[A block of data]
- - -

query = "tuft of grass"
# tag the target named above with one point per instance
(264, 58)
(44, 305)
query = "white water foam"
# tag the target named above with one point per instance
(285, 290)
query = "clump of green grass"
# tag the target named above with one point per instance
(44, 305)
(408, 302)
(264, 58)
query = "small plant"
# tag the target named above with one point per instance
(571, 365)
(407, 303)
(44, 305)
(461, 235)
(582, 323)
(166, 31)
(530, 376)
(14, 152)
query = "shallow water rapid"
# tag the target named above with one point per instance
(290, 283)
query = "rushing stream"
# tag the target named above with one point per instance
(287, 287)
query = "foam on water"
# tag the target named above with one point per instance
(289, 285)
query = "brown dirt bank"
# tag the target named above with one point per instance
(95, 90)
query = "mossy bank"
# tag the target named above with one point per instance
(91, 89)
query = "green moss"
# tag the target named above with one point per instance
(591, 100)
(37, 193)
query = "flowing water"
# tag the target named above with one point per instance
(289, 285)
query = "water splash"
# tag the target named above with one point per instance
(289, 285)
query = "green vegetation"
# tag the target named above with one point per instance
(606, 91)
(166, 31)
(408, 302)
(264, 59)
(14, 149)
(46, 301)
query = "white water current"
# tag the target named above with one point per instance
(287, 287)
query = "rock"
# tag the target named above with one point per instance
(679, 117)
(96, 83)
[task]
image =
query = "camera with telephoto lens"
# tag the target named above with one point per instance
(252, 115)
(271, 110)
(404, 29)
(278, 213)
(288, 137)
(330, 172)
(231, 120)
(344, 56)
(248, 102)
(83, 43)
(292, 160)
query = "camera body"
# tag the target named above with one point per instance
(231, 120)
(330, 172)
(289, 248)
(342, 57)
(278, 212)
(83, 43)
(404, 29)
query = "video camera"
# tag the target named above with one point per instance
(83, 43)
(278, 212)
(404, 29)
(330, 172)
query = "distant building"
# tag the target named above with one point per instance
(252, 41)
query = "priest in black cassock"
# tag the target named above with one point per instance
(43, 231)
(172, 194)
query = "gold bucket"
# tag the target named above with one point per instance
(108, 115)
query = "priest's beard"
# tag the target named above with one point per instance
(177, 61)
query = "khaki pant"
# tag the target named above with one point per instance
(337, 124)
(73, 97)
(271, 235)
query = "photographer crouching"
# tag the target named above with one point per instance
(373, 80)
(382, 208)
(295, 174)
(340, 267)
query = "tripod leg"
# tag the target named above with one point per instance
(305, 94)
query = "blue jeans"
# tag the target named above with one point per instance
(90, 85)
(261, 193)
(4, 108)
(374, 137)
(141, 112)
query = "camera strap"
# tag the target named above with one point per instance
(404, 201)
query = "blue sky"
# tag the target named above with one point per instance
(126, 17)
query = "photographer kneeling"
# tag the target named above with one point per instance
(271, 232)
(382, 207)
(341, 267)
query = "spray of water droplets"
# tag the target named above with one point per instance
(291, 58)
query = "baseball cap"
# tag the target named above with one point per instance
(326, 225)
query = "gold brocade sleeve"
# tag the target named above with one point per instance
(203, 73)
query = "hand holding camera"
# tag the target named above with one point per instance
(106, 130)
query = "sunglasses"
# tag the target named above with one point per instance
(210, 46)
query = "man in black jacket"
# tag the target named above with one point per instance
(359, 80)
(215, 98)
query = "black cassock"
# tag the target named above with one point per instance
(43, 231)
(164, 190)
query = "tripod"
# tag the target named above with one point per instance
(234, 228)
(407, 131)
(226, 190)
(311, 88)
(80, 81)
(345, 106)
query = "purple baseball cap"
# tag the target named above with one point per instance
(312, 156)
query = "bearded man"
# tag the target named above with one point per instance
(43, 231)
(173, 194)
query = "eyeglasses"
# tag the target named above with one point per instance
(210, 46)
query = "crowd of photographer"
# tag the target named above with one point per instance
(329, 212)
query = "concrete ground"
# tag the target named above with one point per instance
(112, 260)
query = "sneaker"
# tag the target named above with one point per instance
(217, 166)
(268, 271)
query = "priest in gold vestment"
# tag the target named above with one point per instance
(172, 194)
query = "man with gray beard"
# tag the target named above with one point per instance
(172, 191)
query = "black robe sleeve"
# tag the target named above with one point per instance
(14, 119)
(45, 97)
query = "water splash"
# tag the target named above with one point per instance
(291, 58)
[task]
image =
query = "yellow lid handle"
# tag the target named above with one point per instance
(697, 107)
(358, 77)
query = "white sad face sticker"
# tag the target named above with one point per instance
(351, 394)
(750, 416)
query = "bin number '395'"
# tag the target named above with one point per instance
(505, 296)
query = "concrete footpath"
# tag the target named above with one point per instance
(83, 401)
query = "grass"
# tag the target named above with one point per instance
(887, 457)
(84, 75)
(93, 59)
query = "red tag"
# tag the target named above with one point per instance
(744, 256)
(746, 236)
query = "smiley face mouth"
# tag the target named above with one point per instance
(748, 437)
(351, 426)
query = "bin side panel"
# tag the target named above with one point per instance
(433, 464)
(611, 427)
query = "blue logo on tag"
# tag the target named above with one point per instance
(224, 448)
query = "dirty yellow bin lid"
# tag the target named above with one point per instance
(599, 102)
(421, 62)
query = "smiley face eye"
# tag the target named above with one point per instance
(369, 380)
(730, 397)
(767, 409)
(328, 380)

- - -

# [SET PROBLEM]
Repeat all entries. Match them exactly.

# [COMPLETE ANSWER]
query = "tuft of grass"
# tag the target named above with one point per instance
(264, 58)
(44, 305)
query = "white water foam"
# tag the target named above with one point per instance
(285, 290)
query = "clump of green grass"
# tag the target named above with one point per instance
(44, 305)
(408, 302)
(264, 58)
query = "small plant"
# tag the target named above with one point per instance
(571, 365)
(407, 303)
(44, 305)
(461, 235)
(582, 323)
(166, 31)
(530, 376)
(14, 152)
query = "shallow water rapid"
# tag the target named above with one point per instance
(290, 283)
query = "rushing stream"
# tag the target named above with one point per instance
(287, 287)
query = "foam on water"
# tag the target named above with one point per instance
(289, 285)
query = "brown dirt bank"
# tag the target named above with one point per instance
(95, 90)
query = "mossy bank"
# tag the target named above with one point per instance
(91, 89)
query = "green moss"
# tag the target named above with one point per instance
(591, 100)
(37, 193)
query = "flowing water"
# tag the target named above with one point per instance
(289, 285)
query = "water splash"
# tag the target named above with one point per instance
(289, 285)
query = "green vegetation"
# tag the target named above with one point per instance
(606, 91)
(166, 31)
(408, 302)
(264, 59)
(14, 149)
(46, 301)
query = "white water current"
# tag the target named above with one point per instance
(287, 287)
query = "rock"
# tag the target named above with one point per instance
(679, 117)
(96, 83)
[task]
image =
query = "camera with telephoto lens"
# tag the target named above with one point per instance
(252, 115)
(271, 110)
(404, 29)
(278, 213)
(288, 137)
(330, 172)
(231, 120)
(344, 56)
(248, 102)
(83, 43)
(292, 160)
query = "camera body"
# tag the target named above with one point per instance
(231, 120)
(330, 172)
(289, 248)
(342, 57)
(278, 212)
(83, 43)
(404, 29)
query = "video camera"
# tag the target named above with one point per instance
(83, 43)
(278, 212)
(404, 29)
(330, 172)
query = "distant building"
# tag the target named above with one point per instance
(252, 41)
query = "priest in black cassock"
# tag the target named above with one point per instance
(43, 231)
(172, 194)
query = "gold bucket"
# tag the target named above with one point per instance
(108, 115)
query = "priest's beard"
# tag the target named above with one point per instance
(177, 61)
query = "khaki pant"
# tag the target named above with one point per instance
(337, 124)
(73, 97)
(271, 235)
query = "photographer crouching"
# tag the target named above with one point per instance
(373, 80)
(382, 208)
(295, 174)
(340, 267)
query = "tripod leg"
# tag the target named above with one point per instance
(305, 94)
query = "blue jeans"
# tag the target named above with one point per instance
(90, 85)
(261, 193)
(4, 108)
(374, 137)
(141, 112)
query = "camera strap"
# tag the target named above with one point per instance
(404, 201)
query = "blue sky"
# tag the target named above with one point per instance
(126, 17)
query = "photographer kneeling"
# tag the target named above with one point per instance
(271, 232)
(382, 207)
(341, 267)
query = "spray of water droplets"
# tag the target named above with one point per instance
(291, 58)
query = "baseball cap"
# tag the target named above with one point per instance
(326, 225)
query = "gold brocade sleeve"
# tag the target named above with one point per instance
(203, 73)
query = "hand holding camera"
# tag the target named above with one point per instance
(106, 130)
query = "sunglasses"
# tag the target named above with one point per instance
(210, 46)
query = "man in black jacket"
# tag the target named above with one point per instance
(359, 80)
(215, 98)
query = "black cassock"
# tag the target named above with one point per instance
(43, 231)
(164, 190)
query = "tripod"
# tag the target named above with one point per instance
(234, 228)
(407, 131)
(226, 190)
(311, 88)
(80, 81)
(345, 106)
query = "purple baseball cap"
# tag the target named above with one point per instance
(312, 156)
query = "bearded man"
# tag the target named above with one point per instance
(43, 231)
(173, 194)
query = "eyeglasses"
# tag the target named above with one point per instance
(210, 46)
query = "crowd of photographer"
# tag the target named above with one point per instance
(329, 212)
query = "concrete ground"
# tag the target named above with one point per instance
(112, 260)
query = "sneaker"
# tag the target named above with one point per instance
(217, 166)
(268, 271)
query = "priest in gold vestment"
# tag the target named above with one point per instance
(172, 194)
query = "man with gray beard"
# tag the target named above with one point per instance
(172, 191)
query = "black robe sleeve"
# tag the target named above with one point per instance
(14, 119)
(45, 97)
query = "water splash"
# tag the target named above with one point per instance
(291, 58)
[task]
image =
query = "yellow lid handle"
# tag the target named above with one point per instance
(697, 107)
(358, 77)
query = "white sad face sticker"
# tag the target named above with one point per instance
(351, 394)
(750, 416)
query = "bin number '395'"
# tag the target named above with one point per instance
(505, 296)
query = "concrete footpath"
# tag the target named above with one point per instance
(83, 401)
query = "grass"
# tag the target named above with one point per instance
(887, 457)
(84, 75)
(93, 59)
query = "red tag"
# tag the target named above with one point per instance
(744, 256)
(746, 236)
query = "smiley face mouth"
# tag the target named above with one point per instance
(748, 437)
(351, 426)
query = "bin side panel"
# tag the target named above with one point per instance
(433, 464)
(611, 427)
query = "blue logo on tag"
# tag the target named above with one point per instance
(224, 448)
query = "dirty yellow bin lid"
# tag the target named above with one point per instance
(599, 102)
(421, 62)
query = "smiley face eye"
# tag the target named above with one point per instance
(369, 380)
(730, 397)
(767, 409)
(328, 380)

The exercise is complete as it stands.